> Excerpt provided:
☆ ☆ ☆ ☆

Kihikihi
Kihikihi (For the Taonga)
This moving image and sound installation by Māori artist Jamie Berry carries the voice of the cicada through the exhibition. From Central America to Aotearoa, cicadas mark time, return, and continuity. Here, their sound moves across the gallery as a form of accompaniment. The work was created so the taonga gathered in this space would not sit in silence, but remain surrounded by familiar rhythms and vibrations, as they would be at home. Cicada song travels between land and body, between past and present, carrying memory without words. As the sound drifts through the exhibition, it connects distant territories and invites visitors to listen differently. This is not background audio. It is a gesture of welcome, ensuring that the works, and the worlds they come from, are held in relation, resonance, and care.
ARTIST
Jamie Berry
Kihikihi
Moving image and sound installation
Kihikihi is a multimedia soundscape and moving image work presented within an exhibition curated by Armando Perla, drawing from their Indigenous collection from Central America and selected work from Aotearoa. From Kuskatan/El Salvador to Aotearoa, the cicada is a sacred being — a shared tohu of time, renewal, and spiritual continuity across Indigenous cultures.

☆ ☆ ☆ ☆

> Questions:
(A) Who curated the exhibition that presents the Kihikihi installation, according to the text about it?
(B) Write the next part of the text about the Kihikihi installation, starting after its final sentence.

> Input data:
☆ ☆ ☆ ☆

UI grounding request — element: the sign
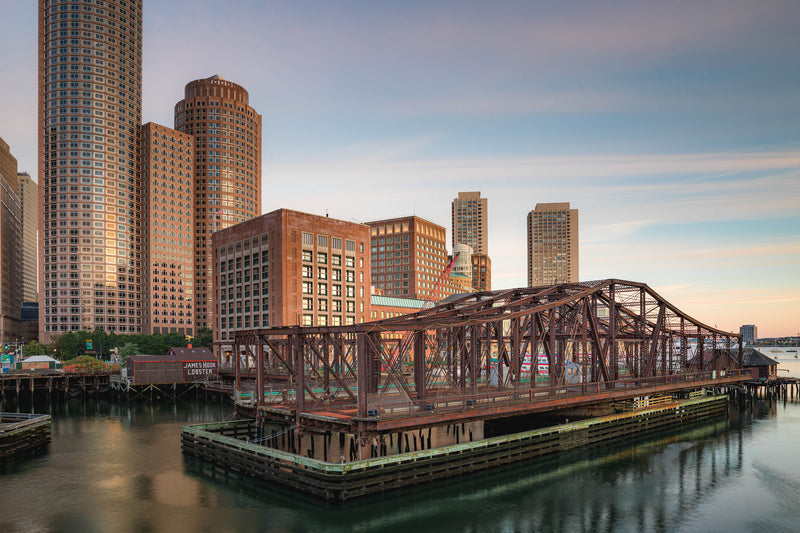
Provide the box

☆ ☆ ☆ ☆

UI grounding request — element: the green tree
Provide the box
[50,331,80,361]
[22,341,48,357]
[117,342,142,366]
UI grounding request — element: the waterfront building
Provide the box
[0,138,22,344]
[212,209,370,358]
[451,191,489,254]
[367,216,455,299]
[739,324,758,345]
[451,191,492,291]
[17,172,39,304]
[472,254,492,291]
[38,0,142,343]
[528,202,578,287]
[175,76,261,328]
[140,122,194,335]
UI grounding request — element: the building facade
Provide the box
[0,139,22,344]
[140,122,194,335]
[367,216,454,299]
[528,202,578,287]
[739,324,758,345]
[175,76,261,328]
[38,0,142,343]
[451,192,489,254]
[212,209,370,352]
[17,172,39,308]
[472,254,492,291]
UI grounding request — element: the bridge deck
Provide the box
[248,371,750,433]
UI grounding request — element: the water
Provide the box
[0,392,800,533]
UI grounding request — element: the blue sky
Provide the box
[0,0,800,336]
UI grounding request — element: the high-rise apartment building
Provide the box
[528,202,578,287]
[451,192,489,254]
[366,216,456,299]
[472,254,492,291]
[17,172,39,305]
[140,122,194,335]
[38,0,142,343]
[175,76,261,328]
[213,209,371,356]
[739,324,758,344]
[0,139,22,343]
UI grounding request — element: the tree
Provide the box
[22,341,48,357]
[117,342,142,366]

☆ ☆ ☆ ☆

> Solved tasks:
(A) Armando Perla

(B)
The kihikihi signals raumati, endurance, a messenger, the intensifying voice of the land. In Central American Indigenous cosmologies, cicadas also hold ceremonial and spiritual significance, marking cycles of rebirth and continuity. Kihikihi becomes the meeting point of these Indigenous worldviews.
The work weaves DNA-derived sound, cicada chorus, summer night air, pīwakawaka calls, and echoes of mōteatea into portals of Indigenous thinking, where nature is alive and time moves between past, present, and future. Kihikihi honours a shared Indigenous knowing: the land speaks, and we listen.